Below is a set of entries. Reproduce exactly the lines from the one containing "drop a dot on every instance of the israeli" through the end, both included.

-- Begin --

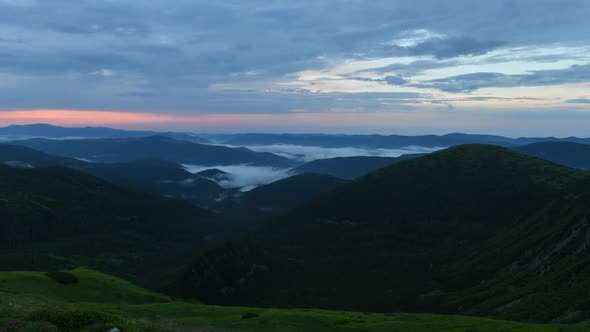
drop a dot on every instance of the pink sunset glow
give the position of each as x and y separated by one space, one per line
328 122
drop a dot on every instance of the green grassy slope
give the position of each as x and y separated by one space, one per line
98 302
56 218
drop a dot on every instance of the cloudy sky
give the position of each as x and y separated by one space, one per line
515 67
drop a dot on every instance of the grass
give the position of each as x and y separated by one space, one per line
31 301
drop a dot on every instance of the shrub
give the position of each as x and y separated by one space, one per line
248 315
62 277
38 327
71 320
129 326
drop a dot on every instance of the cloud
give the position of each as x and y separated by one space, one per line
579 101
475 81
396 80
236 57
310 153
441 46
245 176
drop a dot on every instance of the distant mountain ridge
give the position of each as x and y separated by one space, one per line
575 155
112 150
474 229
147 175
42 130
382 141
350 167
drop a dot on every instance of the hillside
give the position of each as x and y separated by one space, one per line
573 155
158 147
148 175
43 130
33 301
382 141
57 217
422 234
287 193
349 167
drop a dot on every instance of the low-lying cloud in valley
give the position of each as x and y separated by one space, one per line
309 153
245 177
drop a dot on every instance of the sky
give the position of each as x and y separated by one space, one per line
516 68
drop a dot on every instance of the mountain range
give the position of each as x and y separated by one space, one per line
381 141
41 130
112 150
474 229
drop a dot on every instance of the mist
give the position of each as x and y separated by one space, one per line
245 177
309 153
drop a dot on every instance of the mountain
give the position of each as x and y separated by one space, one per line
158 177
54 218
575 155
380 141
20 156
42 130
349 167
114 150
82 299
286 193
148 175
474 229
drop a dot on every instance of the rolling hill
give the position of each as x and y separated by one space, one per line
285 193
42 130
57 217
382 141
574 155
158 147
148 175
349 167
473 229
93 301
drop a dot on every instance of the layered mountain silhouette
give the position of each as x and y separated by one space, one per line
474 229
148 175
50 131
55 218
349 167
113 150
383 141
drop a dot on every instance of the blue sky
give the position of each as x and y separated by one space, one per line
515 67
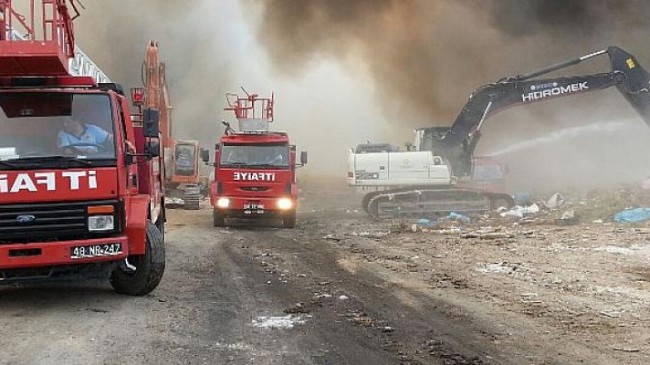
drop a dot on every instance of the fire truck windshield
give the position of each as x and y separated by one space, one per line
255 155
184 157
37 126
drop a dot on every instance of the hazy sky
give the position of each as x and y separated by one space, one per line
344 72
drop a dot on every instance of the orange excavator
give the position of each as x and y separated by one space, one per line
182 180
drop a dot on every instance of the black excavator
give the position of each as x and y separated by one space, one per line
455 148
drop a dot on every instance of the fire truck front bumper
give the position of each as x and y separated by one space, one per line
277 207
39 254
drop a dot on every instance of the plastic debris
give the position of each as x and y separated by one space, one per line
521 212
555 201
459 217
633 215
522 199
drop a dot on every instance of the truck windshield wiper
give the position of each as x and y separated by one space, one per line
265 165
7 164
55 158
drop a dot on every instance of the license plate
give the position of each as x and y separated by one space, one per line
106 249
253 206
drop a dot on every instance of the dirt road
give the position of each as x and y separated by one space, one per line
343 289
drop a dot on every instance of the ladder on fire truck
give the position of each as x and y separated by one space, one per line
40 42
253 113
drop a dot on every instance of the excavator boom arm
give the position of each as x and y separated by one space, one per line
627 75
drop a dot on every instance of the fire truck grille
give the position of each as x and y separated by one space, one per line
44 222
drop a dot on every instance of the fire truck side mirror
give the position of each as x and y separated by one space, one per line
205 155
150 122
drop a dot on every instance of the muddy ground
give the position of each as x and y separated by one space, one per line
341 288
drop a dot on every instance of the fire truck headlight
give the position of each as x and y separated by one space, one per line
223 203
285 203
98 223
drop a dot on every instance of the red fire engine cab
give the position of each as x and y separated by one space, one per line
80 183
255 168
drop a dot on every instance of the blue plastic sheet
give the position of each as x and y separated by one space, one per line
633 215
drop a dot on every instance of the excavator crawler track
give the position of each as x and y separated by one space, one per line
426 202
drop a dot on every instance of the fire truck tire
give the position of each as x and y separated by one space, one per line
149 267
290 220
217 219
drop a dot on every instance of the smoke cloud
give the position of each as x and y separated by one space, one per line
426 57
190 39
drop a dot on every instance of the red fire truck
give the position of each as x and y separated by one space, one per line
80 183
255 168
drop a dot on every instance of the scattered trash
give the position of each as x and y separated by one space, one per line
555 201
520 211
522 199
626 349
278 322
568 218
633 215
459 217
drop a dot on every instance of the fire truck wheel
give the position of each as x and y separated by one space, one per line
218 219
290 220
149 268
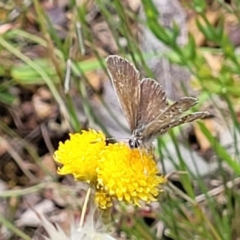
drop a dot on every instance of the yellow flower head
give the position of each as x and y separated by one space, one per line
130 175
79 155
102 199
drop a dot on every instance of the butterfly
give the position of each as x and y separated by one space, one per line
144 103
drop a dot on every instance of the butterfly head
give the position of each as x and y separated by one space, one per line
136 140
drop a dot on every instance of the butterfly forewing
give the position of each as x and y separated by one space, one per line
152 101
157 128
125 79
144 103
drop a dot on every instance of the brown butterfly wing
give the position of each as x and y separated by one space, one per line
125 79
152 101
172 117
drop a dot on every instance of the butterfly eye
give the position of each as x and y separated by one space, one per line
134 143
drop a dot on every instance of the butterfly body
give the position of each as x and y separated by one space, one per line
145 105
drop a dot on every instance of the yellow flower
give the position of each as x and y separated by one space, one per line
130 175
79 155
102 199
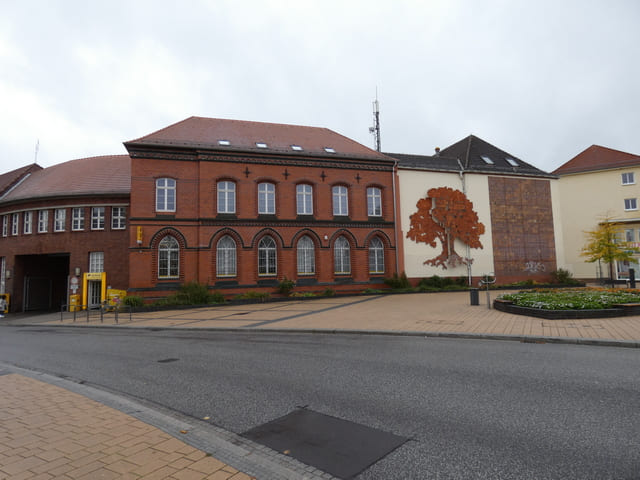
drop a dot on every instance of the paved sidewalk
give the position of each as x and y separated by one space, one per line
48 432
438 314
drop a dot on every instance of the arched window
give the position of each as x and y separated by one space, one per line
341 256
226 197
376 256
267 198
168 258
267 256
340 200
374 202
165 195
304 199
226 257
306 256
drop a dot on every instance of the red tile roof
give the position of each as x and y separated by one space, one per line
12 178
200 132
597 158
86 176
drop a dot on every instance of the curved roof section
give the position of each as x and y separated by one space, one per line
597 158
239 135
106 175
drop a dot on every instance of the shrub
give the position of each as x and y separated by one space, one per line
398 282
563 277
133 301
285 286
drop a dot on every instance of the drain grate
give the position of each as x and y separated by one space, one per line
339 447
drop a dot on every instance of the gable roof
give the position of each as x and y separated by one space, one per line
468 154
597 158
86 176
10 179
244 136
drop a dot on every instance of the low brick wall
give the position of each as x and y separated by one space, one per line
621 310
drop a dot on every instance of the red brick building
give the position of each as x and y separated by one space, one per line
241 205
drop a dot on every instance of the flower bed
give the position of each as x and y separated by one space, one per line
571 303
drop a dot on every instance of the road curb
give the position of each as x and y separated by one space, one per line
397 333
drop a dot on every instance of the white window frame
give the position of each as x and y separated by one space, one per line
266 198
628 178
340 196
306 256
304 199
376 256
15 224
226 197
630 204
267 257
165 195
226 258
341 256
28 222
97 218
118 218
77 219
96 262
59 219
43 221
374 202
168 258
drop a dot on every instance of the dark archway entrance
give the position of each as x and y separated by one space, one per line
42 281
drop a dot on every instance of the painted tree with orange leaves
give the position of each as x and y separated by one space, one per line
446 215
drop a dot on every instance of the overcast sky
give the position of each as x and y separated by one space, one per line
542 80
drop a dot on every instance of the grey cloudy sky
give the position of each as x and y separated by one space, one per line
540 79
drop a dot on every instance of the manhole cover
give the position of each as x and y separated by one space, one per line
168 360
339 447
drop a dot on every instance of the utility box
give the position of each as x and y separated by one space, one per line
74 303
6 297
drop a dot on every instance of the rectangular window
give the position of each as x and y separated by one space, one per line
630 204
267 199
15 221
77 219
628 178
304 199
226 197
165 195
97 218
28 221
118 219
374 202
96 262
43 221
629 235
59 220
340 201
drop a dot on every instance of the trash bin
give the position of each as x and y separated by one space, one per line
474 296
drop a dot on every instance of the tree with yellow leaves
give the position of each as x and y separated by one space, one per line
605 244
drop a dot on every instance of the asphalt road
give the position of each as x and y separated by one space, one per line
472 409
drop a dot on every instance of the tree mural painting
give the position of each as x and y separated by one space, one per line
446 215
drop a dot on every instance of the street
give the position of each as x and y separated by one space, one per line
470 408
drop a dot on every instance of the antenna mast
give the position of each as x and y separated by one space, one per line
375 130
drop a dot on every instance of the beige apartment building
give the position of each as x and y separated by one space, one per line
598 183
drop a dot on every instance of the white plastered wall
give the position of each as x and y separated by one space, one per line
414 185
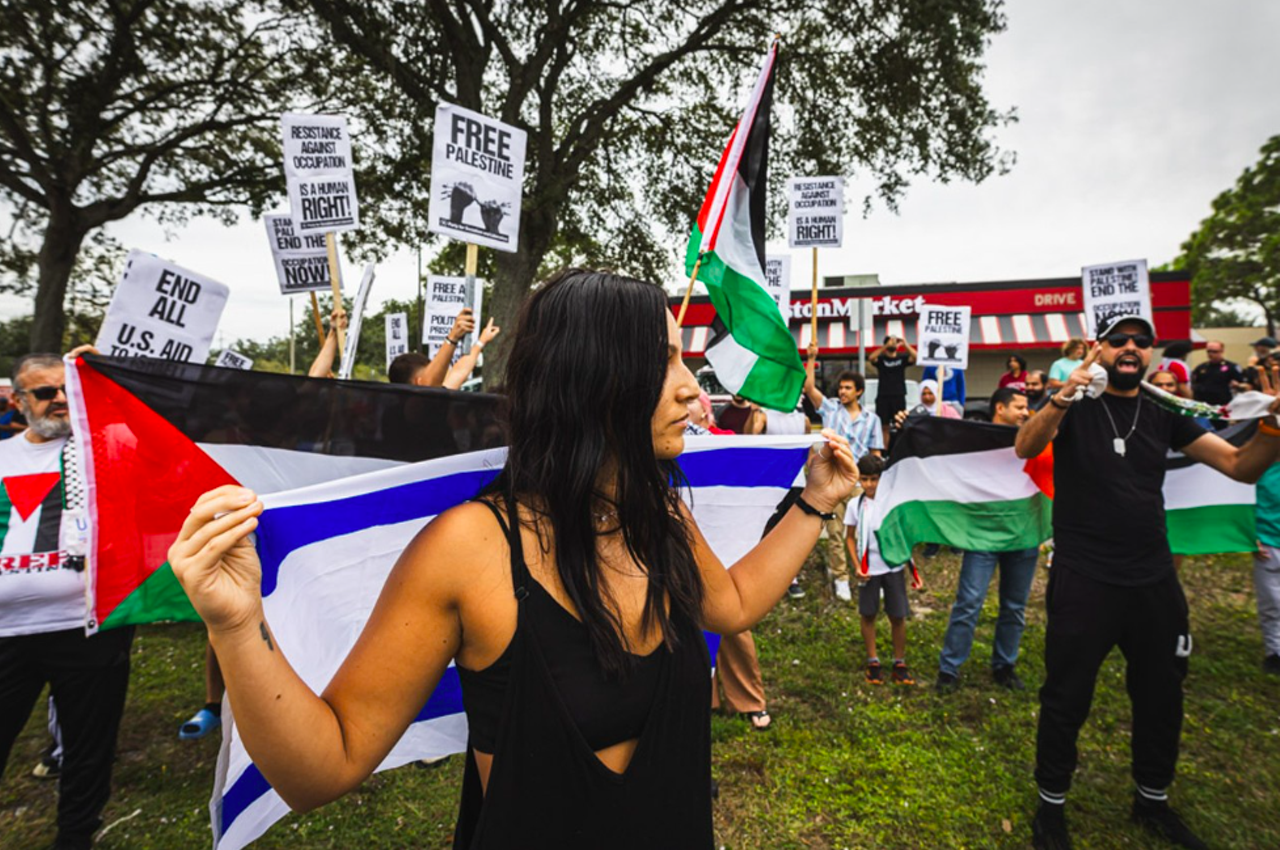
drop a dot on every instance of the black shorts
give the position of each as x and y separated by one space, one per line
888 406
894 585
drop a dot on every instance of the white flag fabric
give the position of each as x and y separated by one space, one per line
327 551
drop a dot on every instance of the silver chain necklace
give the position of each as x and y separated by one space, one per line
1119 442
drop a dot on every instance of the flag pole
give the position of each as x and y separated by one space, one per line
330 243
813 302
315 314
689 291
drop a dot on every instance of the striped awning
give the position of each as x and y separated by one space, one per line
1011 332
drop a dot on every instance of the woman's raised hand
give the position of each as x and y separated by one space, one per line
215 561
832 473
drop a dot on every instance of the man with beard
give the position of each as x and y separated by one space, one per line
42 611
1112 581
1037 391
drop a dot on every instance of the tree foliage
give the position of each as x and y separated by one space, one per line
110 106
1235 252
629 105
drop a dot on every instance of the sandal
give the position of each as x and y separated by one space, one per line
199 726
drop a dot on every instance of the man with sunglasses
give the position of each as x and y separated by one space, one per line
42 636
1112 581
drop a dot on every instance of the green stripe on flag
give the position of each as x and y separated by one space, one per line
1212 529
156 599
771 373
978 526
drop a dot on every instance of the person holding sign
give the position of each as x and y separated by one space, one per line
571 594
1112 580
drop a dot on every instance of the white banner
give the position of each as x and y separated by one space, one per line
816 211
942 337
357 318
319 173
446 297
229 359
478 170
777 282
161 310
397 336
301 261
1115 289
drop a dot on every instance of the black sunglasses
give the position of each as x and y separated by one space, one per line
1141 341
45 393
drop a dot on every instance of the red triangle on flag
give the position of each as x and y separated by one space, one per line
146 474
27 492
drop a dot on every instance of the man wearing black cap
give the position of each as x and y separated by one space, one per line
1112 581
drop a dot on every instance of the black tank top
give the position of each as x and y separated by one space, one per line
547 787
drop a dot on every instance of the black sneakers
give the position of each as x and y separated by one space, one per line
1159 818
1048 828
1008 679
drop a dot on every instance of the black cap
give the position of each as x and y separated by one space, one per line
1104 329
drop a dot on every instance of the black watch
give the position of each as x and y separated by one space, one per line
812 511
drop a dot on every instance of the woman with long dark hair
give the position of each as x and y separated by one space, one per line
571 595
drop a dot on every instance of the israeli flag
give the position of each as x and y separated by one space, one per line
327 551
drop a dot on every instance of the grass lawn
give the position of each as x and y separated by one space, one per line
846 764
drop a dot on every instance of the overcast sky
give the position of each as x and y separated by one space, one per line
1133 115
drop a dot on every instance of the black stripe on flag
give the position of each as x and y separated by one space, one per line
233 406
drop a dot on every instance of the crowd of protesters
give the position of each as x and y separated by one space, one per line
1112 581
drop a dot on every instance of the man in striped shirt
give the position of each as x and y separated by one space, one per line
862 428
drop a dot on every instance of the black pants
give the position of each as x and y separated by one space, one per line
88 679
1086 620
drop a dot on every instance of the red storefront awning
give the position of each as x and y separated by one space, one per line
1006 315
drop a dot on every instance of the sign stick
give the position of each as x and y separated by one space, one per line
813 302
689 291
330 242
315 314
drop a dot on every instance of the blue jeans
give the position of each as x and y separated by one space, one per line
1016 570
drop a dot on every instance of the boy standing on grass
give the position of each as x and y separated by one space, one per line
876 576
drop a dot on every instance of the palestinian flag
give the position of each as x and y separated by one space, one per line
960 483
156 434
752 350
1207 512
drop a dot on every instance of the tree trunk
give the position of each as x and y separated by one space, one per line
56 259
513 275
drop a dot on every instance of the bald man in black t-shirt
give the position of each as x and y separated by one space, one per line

-- End --

THE SOLUTION:
drop a dot on every instance of the israeli flag
give the position of each as x and y separated by one space, one per line
327 551
drop a dot on every instance of the grass lawn
give the position of each as x and y separated by one space, one per line
846 764
drop a dot on every instance of the overcast sky
give the position of each as x and y separated by one space, one per line
1133 115
drop a dot on every instance of the black stripe on flag
give the position of each as x and y separated by one space, one per line
233 406
drop a dot on every instance of the crowd of protesters
give the position of each as x and y separated by one space, one per line
1112 581
drop a dot on every instance of the man in striped shirt
give the position of each as x and y separated by one space, one per line
862 428
drop a dot on every instance of the black pants
give the position of each as x and y separated by one space, one per line
88 679
1086 620
drop a dot on every instance of the red storefront awning
give the position of each as x and y separated by one space, one per line
1006 315
drop a dot on every instance of the sign stick
give the position of each as x and y separated by one space, one per line
813 302
689 291
330 242
315 314
drop a dot on every instance of the blue jeans
give the position of each as x and y separated by one space, one per line
1016 570
drop a dot on every instance of the boy standing on grass
give the position of each as x and y separated by one space, one per line
876 576
drop a dot on every instance of the palestinian flag
give the position of each as x and y separated by one space, one per line
960 483
156 434
752 350
1207 512
drop a dot on every instance of the tree trunk
give the position of each as x and y separated by one space, one per line
56 259
513 275
drop a dot on every instance of the bald man in black t-shirt
give the position of each as x and y separated by one space, one per line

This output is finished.